══ Source excerpt ══

ICEBERG TABLE CONFIG & CREATION:

import pyspark
from pyspark.sql import SparkSession
import os
conf = (
    pyspark.SparkConf()
        .setAppName('app_name')
        .set('spark.jars.packages', 'org.apache.hadoop:hadoop-aws:3.3.4,org.apache.iceberg:iceberg-spark-runtime-3.3_2.12:1.4.3,software.amazon.awssdk:bundle:2.17.178,software.amazon.awssdk:url-connection-client:2.17.178')
        .set('spark.sql.extensions', 'org.apache.iceberg.spark.extensions.IcebergSparkSessionExtensions')
        .set('spark.sql.catalog.hdfs_catalog', 'org.apache.iceberg.spark.SparkCatalog')
        .set('spark.sql.catalog.hdfs_catalog.type', 'hadoop')
        .set('spark.sql.catalog.hdfs_catalog.warehouse', 's3a://my-bucket/new_iceberg/')
        .set('spark.sql.catalog.hdfs_catalog.io-impl', 'org.apache.iceberg.aws.s3.S3FileIO')
)
spark = SparkSession.builder.config(conf=conf).getOrCreate()
print("Spark Running")

═══
══ Data lines ══

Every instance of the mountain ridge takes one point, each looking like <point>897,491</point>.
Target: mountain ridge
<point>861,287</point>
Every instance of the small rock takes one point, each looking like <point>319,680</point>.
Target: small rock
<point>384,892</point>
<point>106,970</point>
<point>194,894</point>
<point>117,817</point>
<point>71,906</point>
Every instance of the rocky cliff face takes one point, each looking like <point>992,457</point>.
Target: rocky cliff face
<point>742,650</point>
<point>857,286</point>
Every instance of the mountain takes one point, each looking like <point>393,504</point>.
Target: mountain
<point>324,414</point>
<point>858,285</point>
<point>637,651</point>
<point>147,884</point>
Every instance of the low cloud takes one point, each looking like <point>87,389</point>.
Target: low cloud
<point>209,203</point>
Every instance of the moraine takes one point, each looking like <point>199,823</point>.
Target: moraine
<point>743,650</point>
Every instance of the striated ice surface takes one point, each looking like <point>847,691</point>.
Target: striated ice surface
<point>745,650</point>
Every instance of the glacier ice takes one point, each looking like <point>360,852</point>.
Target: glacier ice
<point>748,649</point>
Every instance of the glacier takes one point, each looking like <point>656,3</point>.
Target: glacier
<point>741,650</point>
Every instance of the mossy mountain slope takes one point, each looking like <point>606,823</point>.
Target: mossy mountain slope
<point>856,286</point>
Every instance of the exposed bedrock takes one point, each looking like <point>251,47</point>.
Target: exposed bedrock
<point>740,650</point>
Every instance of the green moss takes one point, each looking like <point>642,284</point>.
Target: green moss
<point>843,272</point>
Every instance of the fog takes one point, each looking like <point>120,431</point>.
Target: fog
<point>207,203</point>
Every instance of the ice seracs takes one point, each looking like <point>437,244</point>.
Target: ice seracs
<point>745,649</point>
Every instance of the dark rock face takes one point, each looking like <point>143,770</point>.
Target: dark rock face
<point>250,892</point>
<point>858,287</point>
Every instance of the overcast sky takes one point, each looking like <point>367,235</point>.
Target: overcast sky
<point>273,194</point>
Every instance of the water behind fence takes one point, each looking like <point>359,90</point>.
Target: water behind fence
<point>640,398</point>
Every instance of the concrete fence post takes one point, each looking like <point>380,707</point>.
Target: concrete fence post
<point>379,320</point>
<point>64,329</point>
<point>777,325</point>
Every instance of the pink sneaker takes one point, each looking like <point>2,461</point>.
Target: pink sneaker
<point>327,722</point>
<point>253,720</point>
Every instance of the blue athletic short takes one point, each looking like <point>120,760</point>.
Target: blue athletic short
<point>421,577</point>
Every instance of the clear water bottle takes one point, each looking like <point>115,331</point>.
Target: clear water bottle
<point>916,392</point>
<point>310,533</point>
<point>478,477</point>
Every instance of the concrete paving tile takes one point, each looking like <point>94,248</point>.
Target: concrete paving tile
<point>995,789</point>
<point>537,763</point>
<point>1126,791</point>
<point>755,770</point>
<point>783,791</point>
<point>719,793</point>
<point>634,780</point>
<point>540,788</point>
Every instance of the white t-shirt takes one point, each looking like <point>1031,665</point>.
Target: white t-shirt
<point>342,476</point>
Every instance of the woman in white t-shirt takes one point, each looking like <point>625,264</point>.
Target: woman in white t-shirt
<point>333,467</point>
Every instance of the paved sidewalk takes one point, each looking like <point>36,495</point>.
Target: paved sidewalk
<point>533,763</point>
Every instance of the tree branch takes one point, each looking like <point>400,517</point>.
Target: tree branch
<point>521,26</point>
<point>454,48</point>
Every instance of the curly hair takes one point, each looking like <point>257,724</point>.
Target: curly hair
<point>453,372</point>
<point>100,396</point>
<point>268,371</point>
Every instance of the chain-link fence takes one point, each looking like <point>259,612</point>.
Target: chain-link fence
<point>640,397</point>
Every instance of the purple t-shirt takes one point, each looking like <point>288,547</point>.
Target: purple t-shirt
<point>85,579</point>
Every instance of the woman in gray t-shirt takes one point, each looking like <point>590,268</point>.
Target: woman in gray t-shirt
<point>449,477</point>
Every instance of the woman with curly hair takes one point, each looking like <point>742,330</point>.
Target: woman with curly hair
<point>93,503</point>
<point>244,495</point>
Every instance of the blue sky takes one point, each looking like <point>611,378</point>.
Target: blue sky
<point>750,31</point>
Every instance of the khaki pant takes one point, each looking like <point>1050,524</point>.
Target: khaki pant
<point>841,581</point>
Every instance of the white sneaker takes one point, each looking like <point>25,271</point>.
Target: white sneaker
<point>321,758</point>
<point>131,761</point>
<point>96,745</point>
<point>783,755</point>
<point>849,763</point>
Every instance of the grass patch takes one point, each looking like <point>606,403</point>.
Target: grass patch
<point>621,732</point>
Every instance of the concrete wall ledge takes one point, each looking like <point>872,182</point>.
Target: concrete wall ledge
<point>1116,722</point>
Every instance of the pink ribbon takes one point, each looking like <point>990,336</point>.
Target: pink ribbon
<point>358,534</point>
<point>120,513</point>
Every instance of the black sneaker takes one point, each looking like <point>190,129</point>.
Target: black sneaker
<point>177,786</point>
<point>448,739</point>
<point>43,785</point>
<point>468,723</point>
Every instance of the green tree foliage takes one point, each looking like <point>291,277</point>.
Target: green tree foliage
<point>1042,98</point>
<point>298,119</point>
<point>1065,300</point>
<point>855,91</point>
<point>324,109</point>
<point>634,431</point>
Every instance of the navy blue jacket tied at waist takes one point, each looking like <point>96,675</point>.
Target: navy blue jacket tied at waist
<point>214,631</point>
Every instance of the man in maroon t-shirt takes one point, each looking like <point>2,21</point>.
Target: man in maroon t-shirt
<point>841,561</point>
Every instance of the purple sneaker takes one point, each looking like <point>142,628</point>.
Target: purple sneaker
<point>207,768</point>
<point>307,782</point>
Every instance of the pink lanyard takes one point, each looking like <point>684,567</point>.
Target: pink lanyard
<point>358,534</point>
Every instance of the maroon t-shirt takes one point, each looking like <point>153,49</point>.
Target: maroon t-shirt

═══

_Jobs_
- 1) In the Iceberg configuration text, what warehouse location is set for hdfs_catalog?
- 2) Reproduce the part of the rows that opens with their first line and closes with the line containing "<point>745,650</point>", replacing "takes one point" with "gets one point" and leaving everything else the same.
These rows are unrelated to the Iceberg configuration text.

_Expected answers_
- 1) s3a://my-bucket/new_iceberg/

- 2)
Every instance of the mountain ridge gets one point, each looking like <point>897,491</point>.
Target: mountain ridge
<point>861,287</point>
Every instance of the small rock gets one point, each looking like <point>319,680</point>.
Target: small rock
<point>384,892</point>
<point>106,970</point>
<point>194,894</point>
<point>117,817</point>
<point>71,906</point>
Every instance of the rocky cliff face gets one point, each looking like <point>992,457</point>.
Target: rocky cliff face
<point>742,650</point>
<point>857,286</point>
Every instance of the mountain gets one point, each looking like <point>393,504</point>.
Target: mountain
<point>324,414</point>
<point>858,285</point>
<point>637,651</point>
<point>147,884</point>
Every instance of the low cloud gets one point, each looking like <point>87,389</point>.
Target: low cloud
<point>209,203</point>
Every instance of the moraine gets one point, each looking like <point>199,823</point>.
Target: moraine
<point>743,650</point>
Every instance of the striated ice surface gets one point, each looking like <point>847,691</point>.
Target: striated ice surface
<point>745,650</point>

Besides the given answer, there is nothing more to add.